— start Selected passage —

This Data Modeling Tutorial explains what is Data Modeling, types of Data Models & comparison of conceptual vs logical vs physical data models:
In today’s competitive digital world, data is an essential business asset that represents information based on which decisions are made to lead in the market. To process such data in the database, a data model is created, and this process is known as Data Modeling.
In this tutorial, we will understand the concept of Data Modeling with its types. We will also see the 5 different tools and techniques for data modeling, i.e. Hierarchical, Network, Object Oriented, Entity Relationship, and Relational.
Understanding Data Modeling
It is the process of creating a model to represent the way the data of the application is going to be stored.
Further, we will also see some steps to improve and enhance data models in order to completely understand the business need and client expectations.
Significance Of Data Management In Data Model
The significance of effective data management for an efficient and successful business is enormous. Data Modeling lays the foundation for data management.
Data Modeling salient features are:
- It lays the foundation for data governance and management.
- It is the process of creating a model to represent the way the data of the application is going to be stored.

— end Selected passage —

Short problem A
In the data modeling tutorial, swap "client" for "customer" in the part that opens with the words "In this tutorial, we" and closes with "and client expectations.", then give that part again.
The data modeling tutorial and the listing come from unrelated sources.

— start Data for processing —

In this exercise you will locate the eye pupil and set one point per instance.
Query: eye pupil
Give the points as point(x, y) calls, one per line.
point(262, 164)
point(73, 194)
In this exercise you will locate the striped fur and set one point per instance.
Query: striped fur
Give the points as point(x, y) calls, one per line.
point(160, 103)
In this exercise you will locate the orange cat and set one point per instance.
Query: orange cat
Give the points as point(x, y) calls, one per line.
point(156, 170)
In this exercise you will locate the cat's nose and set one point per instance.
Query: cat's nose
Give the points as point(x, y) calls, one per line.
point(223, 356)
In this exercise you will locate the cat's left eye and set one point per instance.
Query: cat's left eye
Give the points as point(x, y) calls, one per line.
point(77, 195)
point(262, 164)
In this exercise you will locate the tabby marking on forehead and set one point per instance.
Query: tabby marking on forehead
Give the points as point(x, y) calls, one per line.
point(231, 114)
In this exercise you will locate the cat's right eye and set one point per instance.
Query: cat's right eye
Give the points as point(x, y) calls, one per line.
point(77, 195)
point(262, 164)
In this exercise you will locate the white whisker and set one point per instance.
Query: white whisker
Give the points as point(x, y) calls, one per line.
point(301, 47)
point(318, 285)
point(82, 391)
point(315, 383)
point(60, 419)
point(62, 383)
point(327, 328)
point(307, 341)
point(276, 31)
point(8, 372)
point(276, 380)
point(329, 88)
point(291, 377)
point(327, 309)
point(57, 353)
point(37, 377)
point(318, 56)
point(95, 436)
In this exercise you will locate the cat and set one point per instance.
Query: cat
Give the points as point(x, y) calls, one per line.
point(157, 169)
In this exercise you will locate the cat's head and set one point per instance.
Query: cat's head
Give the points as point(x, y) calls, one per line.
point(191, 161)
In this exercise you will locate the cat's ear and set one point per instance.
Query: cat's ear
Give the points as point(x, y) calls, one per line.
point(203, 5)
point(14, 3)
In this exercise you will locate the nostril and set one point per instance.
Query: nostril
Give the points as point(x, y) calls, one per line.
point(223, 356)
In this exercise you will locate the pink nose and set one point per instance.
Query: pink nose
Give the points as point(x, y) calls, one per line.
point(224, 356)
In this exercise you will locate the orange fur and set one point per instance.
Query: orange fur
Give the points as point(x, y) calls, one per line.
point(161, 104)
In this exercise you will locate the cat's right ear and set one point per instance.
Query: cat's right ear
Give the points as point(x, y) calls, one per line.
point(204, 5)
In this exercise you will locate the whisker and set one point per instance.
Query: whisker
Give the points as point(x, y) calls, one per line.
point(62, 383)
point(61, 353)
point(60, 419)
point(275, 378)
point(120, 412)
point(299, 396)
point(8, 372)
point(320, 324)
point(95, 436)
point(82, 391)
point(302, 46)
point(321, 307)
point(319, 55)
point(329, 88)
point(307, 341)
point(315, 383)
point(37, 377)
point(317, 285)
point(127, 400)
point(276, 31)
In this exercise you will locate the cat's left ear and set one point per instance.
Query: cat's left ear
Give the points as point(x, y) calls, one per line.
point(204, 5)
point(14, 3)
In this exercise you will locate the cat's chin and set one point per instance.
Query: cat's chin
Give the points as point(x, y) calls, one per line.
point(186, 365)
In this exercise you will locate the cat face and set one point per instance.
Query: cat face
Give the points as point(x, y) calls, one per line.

— end Data for processing —

Short problem B
Give the listing as a JSON list of strings, one per line and with blank lines left out, covering only the part from its first line through the line containing "point(160, 103)".

Exercise response A
In this tutorial, we will understand the concept of Data Modeling with its types. We will also see the 5 different tools and techniques for data modeling, i.e. Hierarchical, Network, Object Oriented, Entity Relationship, and Relational.
Understanding Data Modeling
It is the process of creating a model to represent the way the data of the application is going to be stored.
Further, we will also see some steps to improve and enhance data models in order to completely understand the business need and customer expectations.

Exercise response B
[
  "In this exercise you will locate the eye pupil and set one point per instance.",
  "Query: eye pupil",
  "Give the points as point(x, y) calls, one per line.",
  "point(262, 164)",
  "point(73, 194)",
  "In this exercise you will locate the striped fur and set one point per instance.",
  "Query: striped fur",
  "Give the points as point(x, y) calls, one per line.",
  "point(160, 103)"
]